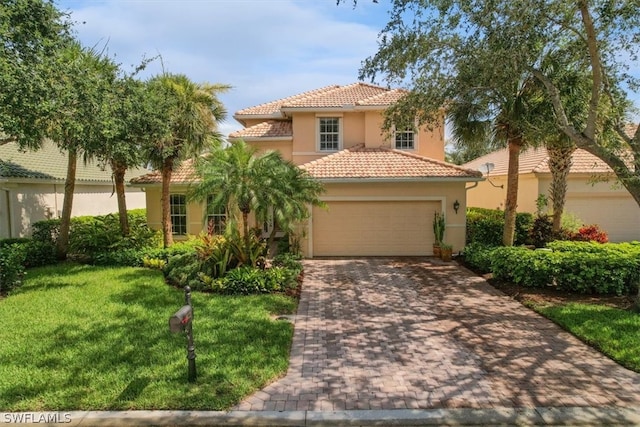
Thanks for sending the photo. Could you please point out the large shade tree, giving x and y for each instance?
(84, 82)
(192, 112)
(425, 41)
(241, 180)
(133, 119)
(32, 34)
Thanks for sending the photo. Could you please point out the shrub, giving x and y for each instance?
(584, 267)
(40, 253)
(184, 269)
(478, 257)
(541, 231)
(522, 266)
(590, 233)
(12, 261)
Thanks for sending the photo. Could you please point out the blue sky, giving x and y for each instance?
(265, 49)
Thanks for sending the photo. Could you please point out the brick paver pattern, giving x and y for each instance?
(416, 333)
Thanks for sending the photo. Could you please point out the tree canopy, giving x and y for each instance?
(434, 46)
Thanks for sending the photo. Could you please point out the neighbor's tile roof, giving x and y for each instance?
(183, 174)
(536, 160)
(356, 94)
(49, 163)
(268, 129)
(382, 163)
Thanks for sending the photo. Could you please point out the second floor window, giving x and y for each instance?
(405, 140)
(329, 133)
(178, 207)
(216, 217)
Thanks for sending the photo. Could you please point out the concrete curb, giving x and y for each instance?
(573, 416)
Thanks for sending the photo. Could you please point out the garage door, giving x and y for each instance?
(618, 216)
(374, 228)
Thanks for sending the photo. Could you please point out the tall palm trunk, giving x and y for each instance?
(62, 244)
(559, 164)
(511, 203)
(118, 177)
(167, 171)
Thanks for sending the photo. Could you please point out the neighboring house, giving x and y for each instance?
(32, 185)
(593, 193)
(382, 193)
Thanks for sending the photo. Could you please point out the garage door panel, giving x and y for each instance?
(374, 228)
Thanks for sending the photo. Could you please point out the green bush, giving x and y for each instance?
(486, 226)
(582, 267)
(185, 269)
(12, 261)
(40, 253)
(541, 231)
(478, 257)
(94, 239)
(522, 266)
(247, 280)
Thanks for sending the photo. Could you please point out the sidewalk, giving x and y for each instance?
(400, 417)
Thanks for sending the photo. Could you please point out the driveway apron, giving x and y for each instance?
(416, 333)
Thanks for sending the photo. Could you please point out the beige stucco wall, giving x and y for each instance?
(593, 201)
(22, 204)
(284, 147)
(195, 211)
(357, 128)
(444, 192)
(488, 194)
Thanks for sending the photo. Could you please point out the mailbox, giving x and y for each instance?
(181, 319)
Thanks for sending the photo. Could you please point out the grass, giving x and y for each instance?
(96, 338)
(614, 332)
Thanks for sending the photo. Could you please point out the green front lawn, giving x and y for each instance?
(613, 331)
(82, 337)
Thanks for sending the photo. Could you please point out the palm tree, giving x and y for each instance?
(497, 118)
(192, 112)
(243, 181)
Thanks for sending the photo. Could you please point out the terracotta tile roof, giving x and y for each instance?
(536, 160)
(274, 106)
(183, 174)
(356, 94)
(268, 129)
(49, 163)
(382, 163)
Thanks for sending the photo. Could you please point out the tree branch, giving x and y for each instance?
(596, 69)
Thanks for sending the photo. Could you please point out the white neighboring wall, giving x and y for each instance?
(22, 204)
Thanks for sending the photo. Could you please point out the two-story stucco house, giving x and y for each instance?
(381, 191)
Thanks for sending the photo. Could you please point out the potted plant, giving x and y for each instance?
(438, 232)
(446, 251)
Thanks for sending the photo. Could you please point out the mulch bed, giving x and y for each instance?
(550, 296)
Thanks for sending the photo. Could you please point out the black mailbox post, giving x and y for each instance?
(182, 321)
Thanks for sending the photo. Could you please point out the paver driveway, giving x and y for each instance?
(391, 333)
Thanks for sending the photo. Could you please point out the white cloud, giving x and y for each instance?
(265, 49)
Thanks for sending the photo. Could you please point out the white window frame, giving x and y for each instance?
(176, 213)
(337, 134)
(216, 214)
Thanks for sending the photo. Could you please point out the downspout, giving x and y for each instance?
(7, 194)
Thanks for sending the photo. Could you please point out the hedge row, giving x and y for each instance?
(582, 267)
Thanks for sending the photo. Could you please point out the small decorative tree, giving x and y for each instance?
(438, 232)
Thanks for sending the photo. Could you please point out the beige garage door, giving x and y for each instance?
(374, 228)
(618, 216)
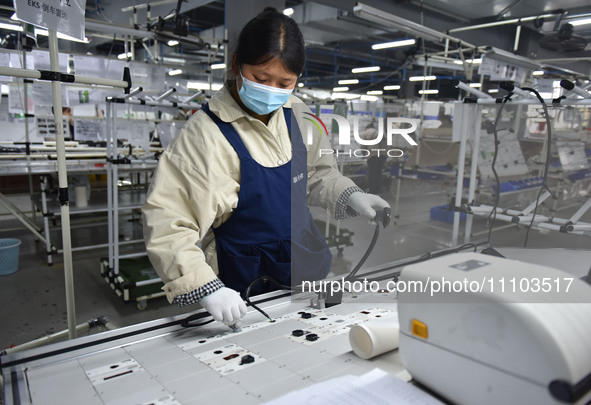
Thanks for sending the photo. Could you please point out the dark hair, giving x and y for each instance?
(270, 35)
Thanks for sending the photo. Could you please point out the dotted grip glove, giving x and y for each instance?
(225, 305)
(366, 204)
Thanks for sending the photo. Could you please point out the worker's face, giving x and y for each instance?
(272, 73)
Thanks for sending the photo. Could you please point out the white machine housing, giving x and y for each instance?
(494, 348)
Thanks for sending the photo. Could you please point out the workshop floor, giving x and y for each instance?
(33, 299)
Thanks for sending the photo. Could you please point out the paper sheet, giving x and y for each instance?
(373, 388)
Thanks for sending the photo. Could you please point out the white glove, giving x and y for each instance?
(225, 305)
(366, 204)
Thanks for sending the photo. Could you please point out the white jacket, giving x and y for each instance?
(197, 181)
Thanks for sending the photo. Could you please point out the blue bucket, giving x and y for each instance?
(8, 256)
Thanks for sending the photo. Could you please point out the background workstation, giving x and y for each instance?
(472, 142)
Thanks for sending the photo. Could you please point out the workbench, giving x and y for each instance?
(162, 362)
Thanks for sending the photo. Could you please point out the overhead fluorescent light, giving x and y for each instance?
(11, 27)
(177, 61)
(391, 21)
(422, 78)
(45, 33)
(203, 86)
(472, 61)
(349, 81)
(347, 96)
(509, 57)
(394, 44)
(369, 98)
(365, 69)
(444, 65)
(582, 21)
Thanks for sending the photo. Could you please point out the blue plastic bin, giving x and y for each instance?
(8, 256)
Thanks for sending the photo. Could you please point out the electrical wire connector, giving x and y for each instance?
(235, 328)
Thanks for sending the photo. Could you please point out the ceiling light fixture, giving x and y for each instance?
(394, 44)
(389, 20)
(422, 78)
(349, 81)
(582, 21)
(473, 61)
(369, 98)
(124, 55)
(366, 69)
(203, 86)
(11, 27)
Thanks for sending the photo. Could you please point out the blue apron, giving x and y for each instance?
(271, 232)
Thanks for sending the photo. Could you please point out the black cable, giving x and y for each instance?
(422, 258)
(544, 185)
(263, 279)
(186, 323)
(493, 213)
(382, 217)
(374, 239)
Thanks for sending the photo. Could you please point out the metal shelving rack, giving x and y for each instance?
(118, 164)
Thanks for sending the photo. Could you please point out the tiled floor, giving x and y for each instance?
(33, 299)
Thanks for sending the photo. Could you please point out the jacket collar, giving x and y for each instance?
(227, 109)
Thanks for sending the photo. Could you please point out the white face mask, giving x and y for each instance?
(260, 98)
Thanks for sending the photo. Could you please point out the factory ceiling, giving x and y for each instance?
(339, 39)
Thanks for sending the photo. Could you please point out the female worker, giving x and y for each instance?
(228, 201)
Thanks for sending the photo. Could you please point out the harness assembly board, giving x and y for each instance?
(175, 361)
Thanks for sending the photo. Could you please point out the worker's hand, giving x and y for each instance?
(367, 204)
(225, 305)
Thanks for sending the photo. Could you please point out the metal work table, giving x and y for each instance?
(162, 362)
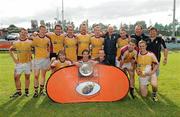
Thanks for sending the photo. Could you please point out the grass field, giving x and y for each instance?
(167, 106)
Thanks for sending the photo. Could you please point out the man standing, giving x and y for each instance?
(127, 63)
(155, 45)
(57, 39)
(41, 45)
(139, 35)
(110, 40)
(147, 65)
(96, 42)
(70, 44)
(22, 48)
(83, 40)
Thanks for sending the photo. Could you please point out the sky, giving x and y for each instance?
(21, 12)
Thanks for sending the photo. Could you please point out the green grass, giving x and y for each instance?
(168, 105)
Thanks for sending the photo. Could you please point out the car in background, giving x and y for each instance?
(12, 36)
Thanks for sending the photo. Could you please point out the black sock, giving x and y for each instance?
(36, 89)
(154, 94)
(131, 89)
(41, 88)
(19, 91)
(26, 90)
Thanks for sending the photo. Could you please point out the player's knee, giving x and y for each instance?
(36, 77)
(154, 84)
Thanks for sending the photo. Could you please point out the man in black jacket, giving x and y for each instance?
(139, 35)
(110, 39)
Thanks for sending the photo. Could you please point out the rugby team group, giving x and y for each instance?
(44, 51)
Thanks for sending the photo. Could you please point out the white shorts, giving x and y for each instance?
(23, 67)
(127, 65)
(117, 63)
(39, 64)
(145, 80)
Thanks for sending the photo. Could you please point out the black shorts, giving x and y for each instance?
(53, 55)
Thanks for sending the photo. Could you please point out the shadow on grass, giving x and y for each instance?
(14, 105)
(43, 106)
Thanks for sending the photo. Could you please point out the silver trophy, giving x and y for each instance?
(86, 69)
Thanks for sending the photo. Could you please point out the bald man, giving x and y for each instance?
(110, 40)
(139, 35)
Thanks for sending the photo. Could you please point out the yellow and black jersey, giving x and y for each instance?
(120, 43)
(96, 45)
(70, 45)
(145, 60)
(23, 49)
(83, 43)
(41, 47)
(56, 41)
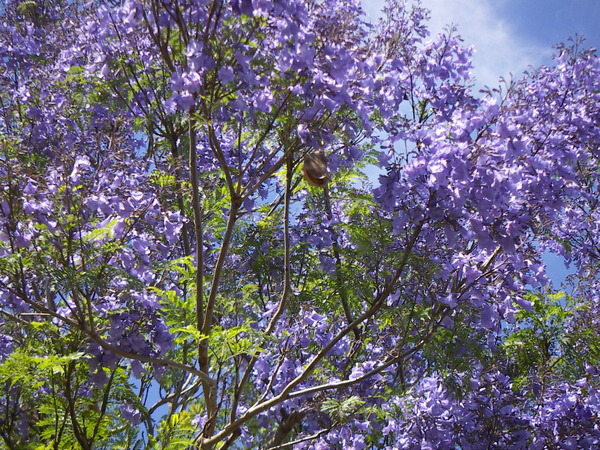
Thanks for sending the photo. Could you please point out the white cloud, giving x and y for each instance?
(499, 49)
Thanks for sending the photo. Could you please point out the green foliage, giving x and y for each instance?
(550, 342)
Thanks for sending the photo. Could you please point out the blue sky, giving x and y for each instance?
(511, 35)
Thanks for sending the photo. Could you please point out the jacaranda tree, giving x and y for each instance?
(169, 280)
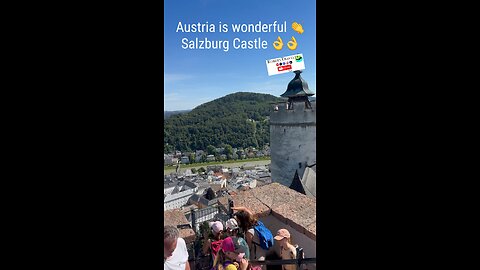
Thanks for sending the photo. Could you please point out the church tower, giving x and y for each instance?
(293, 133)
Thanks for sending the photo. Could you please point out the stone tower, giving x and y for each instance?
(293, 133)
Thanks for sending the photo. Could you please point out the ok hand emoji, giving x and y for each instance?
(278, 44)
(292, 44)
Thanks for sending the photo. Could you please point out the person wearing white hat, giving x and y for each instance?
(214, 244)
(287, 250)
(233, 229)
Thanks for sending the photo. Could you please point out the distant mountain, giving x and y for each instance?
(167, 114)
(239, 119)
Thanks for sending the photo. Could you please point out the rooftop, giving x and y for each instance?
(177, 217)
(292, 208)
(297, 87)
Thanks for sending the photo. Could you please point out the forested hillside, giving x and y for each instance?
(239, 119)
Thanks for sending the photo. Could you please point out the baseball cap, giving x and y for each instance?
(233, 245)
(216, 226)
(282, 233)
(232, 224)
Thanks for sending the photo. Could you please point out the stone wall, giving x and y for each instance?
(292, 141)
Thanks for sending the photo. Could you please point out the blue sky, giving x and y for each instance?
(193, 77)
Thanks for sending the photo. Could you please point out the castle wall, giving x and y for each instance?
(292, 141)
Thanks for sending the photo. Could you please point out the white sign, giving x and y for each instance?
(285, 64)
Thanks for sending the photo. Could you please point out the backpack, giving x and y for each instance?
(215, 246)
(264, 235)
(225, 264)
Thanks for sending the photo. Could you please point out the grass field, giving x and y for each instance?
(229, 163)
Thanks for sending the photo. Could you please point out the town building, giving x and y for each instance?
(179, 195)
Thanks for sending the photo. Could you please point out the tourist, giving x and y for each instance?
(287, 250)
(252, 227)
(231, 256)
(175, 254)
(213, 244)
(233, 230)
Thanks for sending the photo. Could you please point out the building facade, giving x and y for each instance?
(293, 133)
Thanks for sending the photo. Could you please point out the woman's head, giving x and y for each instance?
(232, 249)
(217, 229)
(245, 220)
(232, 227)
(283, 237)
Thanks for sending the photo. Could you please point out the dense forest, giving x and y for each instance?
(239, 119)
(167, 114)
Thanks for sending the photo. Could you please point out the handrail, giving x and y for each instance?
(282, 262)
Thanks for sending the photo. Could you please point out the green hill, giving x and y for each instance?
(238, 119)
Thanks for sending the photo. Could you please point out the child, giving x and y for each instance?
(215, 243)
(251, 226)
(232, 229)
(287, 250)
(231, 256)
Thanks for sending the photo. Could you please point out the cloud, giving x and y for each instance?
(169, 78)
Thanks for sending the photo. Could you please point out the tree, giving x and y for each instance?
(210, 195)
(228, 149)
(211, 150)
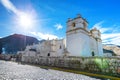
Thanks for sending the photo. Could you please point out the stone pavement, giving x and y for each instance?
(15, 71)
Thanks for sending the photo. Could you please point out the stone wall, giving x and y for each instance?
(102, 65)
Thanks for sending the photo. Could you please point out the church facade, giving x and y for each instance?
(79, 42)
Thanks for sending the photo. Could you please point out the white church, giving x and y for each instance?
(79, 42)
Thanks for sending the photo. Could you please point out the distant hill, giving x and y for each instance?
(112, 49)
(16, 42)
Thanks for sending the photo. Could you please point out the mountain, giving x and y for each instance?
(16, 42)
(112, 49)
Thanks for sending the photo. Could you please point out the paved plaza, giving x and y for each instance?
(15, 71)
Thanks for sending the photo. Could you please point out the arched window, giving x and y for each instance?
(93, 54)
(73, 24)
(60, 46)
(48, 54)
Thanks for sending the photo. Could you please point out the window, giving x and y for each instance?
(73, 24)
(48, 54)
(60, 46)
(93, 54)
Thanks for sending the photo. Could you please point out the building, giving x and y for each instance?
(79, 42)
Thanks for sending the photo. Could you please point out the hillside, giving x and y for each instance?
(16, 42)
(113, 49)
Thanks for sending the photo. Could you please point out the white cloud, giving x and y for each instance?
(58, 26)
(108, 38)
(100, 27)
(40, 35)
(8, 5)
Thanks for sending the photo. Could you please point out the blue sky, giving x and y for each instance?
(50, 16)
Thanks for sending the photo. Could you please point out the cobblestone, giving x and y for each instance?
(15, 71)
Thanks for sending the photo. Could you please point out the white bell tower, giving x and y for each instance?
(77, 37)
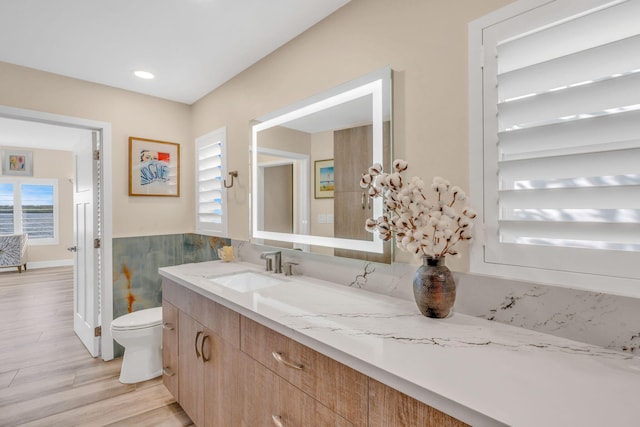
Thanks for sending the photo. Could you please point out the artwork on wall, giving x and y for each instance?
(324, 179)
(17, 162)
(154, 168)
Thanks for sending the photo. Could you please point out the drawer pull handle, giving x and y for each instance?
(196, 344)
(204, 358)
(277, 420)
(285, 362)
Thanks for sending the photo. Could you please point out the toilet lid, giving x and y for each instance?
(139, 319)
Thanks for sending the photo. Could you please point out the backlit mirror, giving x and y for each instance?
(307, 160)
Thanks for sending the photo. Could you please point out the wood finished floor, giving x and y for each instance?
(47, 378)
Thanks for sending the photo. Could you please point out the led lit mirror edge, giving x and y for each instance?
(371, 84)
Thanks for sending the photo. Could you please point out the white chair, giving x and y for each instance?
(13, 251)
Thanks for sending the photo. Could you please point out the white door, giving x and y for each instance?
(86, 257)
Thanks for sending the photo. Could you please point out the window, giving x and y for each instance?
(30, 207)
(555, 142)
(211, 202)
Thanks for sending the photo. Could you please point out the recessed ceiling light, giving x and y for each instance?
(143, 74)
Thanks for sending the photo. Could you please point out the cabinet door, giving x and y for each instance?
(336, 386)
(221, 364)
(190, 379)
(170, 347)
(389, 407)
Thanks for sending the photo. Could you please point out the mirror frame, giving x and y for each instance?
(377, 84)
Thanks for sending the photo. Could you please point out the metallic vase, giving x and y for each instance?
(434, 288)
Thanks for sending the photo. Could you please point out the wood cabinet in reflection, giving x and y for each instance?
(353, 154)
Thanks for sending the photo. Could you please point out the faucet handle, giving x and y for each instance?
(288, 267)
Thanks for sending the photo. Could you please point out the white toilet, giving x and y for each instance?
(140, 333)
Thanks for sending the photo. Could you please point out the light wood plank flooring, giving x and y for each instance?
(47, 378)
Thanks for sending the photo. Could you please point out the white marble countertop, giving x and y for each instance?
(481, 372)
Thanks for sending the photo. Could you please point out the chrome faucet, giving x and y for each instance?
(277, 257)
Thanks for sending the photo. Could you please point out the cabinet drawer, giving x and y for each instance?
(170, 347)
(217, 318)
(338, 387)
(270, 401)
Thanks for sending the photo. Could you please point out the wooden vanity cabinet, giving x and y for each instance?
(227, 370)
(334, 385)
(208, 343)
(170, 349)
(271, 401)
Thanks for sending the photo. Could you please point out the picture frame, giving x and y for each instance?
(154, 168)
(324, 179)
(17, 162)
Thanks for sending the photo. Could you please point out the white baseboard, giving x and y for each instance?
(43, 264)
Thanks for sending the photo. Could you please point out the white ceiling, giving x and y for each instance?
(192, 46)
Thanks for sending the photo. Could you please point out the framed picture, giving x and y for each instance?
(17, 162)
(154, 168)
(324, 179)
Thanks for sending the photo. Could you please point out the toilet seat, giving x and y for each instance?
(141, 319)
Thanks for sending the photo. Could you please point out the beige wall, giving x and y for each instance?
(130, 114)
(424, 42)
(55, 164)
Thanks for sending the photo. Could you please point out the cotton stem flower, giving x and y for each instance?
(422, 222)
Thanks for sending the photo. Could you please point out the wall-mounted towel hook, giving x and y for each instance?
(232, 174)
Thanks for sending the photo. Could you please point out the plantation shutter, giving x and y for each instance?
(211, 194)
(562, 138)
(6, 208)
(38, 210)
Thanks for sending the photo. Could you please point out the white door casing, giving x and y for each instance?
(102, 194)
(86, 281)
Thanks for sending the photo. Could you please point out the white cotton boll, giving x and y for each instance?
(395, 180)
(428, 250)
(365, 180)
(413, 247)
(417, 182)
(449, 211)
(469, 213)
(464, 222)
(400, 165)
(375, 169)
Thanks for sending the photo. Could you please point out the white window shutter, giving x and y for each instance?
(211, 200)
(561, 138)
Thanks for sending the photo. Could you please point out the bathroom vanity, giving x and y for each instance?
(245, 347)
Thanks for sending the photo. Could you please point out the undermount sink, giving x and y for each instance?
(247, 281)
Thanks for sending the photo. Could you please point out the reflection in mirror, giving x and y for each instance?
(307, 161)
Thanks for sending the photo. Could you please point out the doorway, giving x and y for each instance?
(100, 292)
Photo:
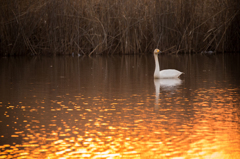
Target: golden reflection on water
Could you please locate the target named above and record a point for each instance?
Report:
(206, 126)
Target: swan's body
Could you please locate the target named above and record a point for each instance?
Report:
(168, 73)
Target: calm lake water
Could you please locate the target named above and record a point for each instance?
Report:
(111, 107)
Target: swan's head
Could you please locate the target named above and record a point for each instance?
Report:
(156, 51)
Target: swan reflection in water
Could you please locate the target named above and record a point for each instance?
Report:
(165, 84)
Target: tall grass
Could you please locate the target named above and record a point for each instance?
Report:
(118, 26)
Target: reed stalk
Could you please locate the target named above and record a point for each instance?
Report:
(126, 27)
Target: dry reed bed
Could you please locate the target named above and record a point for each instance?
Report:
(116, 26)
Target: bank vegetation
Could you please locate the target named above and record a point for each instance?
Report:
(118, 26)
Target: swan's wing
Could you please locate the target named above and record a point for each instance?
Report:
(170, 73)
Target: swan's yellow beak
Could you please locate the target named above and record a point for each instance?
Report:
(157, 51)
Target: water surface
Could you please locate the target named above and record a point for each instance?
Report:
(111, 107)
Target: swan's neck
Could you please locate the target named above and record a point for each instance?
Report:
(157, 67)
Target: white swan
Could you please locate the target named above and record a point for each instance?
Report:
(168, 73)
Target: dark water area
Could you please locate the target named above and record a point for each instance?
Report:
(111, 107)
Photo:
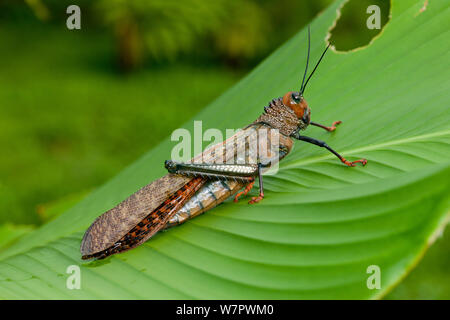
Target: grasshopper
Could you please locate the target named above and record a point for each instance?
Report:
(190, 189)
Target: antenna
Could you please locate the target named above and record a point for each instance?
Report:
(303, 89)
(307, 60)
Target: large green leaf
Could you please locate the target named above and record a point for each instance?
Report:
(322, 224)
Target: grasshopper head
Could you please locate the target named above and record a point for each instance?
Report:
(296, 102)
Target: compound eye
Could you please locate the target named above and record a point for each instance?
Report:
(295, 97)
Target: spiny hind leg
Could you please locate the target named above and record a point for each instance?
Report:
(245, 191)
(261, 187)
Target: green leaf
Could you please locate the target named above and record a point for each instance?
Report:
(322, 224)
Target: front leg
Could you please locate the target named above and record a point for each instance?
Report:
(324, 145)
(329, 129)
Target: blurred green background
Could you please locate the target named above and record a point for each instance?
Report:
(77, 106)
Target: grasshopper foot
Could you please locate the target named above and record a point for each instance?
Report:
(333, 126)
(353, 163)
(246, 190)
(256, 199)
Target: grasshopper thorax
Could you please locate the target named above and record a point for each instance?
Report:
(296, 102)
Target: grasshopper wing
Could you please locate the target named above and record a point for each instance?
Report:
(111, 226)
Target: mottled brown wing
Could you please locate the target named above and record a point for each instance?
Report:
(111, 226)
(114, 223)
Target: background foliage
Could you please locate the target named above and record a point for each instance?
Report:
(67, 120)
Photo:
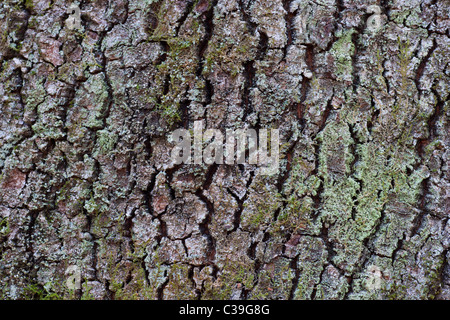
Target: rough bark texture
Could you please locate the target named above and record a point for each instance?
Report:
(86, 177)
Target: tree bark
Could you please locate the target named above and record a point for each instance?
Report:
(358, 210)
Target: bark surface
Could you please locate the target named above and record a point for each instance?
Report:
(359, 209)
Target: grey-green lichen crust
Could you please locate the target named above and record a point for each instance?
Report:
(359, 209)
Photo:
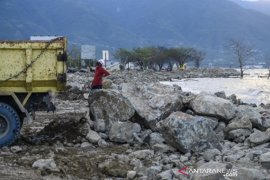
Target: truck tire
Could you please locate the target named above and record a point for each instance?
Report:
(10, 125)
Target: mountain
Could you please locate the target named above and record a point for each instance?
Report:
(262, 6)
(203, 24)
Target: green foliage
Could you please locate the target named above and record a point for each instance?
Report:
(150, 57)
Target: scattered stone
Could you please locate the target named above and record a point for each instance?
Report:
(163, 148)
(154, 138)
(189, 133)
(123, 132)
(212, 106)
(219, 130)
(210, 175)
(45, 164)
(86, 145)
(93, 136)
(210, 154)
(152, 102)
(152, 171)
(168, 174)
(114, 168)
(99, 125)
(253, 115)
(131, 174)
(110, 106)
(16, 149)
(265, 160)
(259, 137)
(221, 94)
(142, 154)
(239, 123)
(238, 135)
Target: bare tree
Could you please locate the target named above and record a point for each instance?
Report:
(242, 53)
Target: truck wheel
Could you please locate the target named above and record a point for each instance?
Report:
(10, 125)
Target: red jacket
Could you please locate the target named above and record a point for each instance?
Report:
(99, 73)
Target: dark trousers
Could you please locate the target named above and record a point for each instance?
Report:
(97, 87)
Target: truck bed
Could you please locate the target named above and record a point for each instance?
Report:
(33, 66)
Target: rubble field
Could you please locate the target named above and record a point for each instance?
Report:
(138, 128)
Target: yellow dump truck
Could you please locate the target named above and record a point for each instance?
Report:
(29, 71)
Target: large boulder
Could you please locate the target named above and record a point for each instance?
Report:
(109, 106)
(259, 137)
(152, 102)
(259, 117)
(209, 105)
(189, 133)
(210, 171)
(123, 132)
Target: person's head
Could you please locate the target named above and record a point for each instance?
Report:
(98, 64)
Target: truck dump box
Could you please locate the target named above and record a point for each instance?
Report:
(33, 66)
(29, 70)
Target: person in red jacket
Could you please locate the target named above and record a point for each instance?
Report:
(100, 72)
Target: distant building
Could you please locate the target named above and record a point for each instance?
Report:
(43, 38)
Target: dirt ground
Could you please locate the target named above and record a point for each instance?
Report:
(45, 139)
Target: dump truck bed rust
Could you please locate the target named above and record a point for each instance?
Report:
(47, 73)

Exercise directions
From the line holding "Target: dump truck bed rust" through the final line of the data above, copy every line exactly as written. Include nothing else.

Solution to this exercise
Target: dump truck bed rust
Could you please locate the target named above and record a point for each instance?
Report:
(47, 73)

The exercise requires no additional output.